● REQUIREMENT
Answer these questions about the post on cross-validating a fixed-effect model:
(a) Which language is the author moving away from?
(b) Under what file name does the script save the downloaded data set?
(c) Which four columns are selected into `basedat`?

● ARTICLE
Cross-validating Fixed-effect Model

Question

Code Summary

The following code is a data science script I've been working on that cross-validates a fixed effect model. I'm moving from R to Python and would appreciate feedback on the code below.

The code does the following:

Split data into train and test using a custom function that groups/clusters the data
Estimate a linear fixed effect model with train and test data
Calculate RMSE and tstat to verify independence of residuals
Prints RMSE, SE, and tstat from cross-validation exercise.

Note: the code downloads a remote data set, so the code can be run on its own.

Code

from urllib import request
from scipy import stats
import pandas as pd
import numpy as np
import statsmodels.api as sm

print("Defining functions......")

def main():
    """
    Estimate baseline and degree day regression.

    Returns:
        data.frame with RMSE, SE, and tstats
    """
    # Download remote from github
    print("Downloading custom data set from: ")
    print("https://github.com/johnwoodill/corn_yield_pred/raw/master/data/full_data.pickle")
    file_url = "https://github.com/johnwoodill/corn_yield_pred/raw/master/data/full_data.pickle"
    request.urlretrieve(file_url, "full_data.pickle")
    cropdat = pd.read_pickle("full_data.pickle")

    # Baseline WLS Regression Cross-Validation with FE and trends
    print("Estimating Baseline Regression")
    basedat = cropdat[['ln_corn_yield', 'trend', 'trend_sq', 'corn_acres']]
    fe_group = pd.get_dummies(cropdat.fips)

Raw records:
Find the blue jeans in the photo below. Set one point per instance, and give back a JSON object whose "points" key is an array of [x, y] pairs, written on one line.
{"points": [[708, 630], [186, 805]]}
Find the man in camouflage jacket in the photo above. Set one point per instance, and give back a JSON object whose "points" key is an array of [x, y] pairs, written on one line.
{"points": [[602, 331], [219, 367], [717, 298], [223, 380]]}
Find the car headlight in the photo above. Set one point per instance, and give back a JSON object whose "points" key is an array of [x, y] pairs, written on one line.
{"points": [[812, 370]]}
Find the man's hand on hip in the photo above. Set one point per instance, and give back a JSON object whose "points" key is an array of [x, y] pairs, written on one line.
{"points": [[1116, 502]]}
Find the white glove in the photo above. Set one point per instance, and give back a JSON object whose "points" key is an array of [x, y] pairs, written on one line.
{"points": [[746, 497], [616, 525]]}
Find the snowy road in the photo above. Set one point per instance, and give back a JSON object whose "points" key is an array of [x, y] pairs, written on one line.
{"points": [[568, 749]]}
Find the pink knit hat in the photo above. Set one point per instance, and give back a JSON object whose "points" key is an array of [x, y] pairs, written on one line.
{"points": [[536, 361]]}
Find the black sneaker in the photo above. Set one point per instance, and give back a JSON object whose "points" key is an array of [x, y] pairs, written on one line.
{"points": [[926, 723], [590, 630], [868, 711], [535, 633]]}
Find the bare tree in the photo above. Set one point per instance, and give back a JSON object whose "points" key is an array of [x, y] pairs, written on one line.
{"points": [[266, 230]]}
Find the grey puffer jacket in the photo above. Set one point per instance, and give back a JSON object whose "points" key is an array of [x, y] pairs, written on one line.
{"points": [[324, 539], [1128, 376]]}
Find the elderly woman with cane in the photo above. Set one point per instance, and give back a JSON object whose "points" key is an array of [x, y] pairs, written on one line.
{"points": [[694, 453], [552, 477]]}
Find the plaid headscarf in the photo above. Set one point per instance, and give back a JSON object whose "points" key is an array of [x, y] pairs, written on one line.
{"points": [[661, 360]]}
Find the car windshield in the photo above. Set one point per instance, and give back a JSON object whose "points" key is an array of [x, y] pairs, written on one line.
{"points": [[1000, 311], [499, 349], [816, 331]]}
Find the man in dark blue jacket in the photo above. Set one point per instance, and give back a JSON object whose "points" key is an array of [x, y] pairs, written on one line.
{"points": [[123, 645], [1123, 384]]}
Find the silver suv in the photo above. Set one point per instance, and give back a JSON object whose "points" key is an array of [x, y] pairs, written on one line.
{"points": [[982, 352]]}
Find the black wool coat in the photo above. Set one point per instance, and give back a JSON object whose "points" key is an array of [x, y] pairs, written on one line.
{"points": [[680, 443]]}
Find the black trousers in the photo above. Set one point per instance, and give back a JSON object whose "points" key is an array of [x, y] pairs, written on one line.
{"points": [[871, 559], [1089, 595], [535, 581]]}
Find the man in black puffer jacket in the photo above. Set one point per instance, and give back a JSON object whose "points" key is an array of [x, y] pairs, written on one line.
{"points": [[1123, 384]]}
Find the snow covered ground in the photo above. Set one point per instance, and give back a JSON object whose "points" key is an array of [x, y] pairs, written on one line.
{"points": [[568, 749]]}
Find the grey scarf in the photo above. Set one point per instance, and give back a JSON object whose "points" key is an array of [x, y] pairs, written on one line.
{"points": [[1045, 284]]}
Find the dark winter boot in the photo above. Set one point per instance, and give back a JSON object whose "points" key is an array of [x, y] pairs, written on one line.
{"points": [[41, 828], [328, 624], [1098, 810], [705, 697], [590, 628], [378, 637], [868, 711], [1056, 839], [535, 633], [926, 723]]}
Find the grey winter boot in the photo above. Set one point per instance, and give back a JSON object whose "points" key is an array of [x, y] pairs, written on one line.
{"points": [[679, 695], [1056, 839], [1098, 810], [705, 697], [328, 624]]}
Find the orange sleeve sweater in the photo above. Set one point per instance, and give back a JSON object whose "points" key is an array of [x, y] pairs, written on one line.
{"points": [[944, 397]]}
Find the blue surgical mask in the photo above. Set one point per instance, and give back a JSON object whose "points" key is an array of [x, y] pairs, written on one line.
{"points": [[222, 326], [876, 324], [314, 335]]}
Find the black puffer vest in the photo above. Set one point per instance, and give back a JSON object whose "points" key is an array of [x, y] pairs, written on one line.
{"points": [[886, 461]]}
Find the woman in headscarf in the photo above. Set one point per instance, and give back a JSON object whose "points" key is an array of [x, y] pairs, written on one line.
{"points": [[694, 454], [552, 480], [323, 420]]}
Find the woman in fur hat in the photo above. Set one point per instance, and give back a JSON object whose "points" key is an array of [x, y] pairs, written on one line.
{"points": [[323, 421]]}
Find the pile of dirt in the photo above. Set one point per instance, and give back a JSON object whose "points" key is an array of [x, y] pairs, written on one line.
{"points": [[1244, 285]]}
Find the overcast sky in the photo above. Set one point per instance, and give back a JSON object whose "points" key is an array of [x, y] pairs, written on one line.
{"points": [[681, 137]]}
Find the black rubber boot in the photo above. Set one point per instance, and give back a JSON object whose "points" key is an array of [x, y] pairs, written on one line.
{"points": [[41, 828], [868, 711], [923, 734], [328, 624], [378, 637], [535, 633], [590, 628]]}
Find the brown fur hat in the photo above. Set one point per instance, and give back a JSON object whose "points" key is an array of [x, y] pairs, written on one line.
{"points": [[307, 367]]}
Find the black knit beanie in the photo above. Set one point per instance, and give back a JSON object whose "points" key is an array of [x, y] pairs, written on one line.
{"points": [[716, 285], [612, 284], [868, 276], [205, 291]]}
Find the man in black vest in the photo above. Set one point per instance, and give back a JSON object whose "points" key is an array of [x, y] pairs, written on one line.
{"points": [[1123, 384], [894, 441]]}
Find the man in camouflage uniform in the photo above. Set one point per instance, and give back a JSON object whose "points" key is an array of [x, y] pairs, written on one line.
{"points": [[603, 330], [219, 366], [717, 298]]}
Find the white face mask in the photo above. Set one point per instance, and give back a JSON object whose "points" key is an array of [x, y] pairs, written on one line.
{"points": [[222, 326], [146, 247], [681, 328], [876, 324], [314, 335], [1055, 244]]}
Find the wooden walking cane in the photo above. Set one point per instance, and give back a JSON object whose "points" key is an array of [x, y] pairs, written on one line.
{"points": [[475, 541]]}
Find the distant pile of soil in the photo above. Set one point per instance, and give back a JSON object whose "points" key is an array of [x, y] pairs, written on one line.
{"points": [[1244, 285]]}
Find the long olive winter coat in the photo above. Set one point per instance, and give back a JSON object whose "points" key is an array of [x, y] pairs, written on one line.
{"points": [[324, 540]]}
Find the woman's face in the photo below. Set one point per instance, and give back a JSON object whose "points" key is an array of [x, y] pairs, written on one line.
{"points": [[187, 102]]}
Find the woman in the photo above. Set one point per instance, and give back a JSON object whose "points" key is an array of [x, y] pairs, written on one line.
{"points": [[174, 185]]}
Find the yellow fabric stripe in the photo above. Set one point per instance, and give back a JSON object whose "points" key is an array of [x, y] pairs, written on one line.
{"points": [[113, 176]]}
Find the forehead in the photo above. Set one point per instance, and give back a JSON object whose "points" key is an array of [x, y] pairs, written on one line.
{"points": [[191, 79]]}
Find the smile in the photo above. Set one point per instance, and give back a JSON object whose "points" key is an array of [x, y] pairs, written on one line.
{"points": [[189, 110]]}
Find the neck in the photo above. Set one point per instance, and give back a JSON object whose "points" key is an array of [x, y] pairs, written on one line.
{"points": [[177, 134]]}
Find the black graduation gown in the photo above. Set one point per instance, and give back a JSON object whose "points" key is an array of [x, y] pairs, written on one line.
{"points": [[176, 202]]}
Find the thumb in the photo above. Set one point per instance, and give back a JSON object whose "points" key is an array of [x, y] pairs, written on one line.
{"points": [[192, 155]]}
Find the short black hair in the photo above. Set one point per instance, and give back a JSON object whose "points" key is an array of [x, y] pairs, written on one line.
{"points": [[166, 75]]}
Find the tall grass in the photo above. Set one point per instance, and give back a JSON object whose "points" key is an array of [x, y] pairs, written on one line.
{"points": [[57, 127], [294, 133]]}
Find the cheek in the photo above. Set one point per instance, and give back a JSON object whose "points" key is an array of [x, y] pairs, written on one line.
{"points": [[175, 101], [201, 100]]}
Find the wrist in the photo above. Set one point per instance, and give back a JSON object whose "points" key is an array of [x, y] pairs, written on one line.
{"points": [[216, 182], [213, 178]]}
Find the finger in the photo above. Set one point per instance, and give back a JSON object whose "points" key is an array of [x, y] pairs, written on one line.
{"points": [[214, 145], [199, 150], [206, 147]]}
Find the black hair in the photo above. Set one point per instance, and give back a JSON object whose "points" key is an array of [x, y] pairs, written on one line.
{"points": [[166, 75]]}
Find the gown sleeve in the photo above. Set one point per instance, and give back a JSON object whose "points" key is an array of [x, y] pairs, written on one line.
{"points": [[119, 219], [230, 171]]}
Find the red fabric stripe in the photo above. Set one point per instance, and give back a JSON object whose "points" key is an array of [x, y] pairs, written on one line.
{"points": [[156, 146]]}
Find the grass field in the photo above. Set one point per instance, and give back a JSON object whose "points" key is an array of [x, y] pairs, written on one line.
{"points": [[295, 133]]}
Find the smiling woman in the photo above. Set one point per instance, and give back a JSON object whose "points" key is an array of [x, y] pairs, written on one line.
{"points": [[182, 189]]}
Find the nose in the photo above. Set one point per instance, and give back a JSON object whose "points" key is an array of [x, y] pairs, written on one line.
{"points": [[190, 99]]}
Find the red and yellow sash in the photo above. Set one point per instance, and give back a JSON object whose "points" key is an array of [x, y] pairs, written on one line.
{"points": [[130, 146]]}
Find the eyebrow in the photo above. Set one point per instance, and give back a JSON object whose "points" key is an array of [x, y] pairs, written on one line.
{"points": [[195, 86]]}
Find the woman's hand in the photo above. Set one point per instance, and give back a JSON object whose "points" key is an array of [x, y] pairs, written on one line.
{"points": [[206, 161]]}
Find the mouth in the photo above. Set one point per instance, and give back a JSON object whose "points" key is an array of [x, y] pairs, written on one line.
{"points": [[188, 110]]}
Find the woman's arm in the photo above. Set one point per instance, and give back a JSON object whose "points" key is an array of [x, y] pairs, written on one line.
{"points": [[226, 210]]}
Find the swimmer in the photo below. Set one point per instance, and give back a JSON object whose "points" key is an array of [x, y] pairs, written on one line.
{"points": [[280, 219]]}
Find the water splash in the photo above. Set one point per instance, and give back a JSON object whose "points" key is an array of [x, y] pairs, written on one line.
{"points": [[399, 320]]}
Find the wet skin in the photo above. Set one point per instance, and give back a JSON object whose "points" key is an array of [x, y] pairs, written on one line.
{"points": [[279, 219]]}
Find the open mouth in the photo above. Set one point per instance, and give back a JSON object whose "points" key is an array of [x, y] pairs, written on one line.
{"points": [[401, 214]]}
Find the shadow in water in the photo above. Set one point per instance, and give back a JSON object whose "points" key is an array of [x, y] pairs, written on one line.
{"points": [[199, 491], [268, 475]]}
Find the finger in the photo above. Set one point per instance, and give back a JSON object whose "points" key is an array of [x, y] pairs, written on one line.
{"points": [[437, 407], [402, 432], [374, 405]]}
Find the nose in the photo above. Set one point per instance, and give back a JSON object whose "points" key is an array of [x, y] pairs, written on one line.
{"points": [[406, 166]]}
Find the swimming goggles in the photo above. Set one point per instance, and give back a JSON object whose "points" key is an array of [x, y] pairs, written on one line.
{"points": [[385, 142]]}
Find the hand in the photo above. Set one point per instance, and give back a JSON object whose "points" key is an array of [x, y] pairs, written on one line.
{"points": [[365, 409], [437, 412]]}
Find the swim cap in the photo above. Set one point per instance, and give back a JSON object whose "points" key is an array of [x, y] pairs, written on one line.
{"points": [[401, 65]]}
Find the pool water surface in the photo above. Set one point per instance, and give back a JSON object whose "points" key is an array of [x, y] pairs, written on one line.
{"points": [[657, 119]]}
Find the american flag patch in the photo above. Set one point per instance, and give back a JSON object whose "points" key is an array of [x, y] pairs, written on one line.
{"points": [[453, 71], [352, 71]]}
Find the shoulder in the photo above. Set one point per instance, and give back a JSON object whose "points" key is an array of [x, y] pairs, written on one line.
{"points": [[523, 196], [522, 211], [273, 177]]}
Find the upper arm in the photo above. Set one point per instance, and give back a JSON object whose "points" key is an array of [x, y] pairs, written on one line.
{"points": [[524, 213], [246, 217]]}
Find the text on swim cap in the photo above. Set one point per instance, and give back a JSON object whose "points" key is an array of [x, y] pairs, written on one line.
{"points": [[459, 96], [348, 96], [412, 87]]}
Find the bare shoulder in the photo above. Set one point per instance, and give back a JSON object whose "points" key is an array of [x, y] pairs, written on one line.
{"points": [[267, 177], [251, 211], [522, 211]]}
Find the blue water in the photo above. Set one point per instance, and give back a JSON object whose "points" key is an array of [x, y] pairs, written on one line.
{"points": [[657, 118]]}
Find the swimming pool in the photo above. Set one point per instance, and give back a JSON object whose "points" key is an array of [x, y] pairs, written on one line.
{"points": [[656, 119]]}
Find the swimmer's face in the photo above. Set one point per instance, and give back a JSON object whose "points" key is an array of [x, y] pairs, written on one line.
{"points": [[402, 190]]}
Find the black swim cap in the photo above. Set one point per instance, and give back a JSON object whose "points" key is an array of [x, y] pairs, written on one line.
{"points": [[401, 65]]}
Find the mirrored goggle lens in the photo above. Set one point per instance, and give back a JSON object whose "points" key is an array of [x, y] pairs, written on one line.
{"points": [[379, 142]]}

● FINAL RESULT
(a) R
(b) full_data.pickle
(c) ln_corn_yield, trend, trend_sq, and corn_acres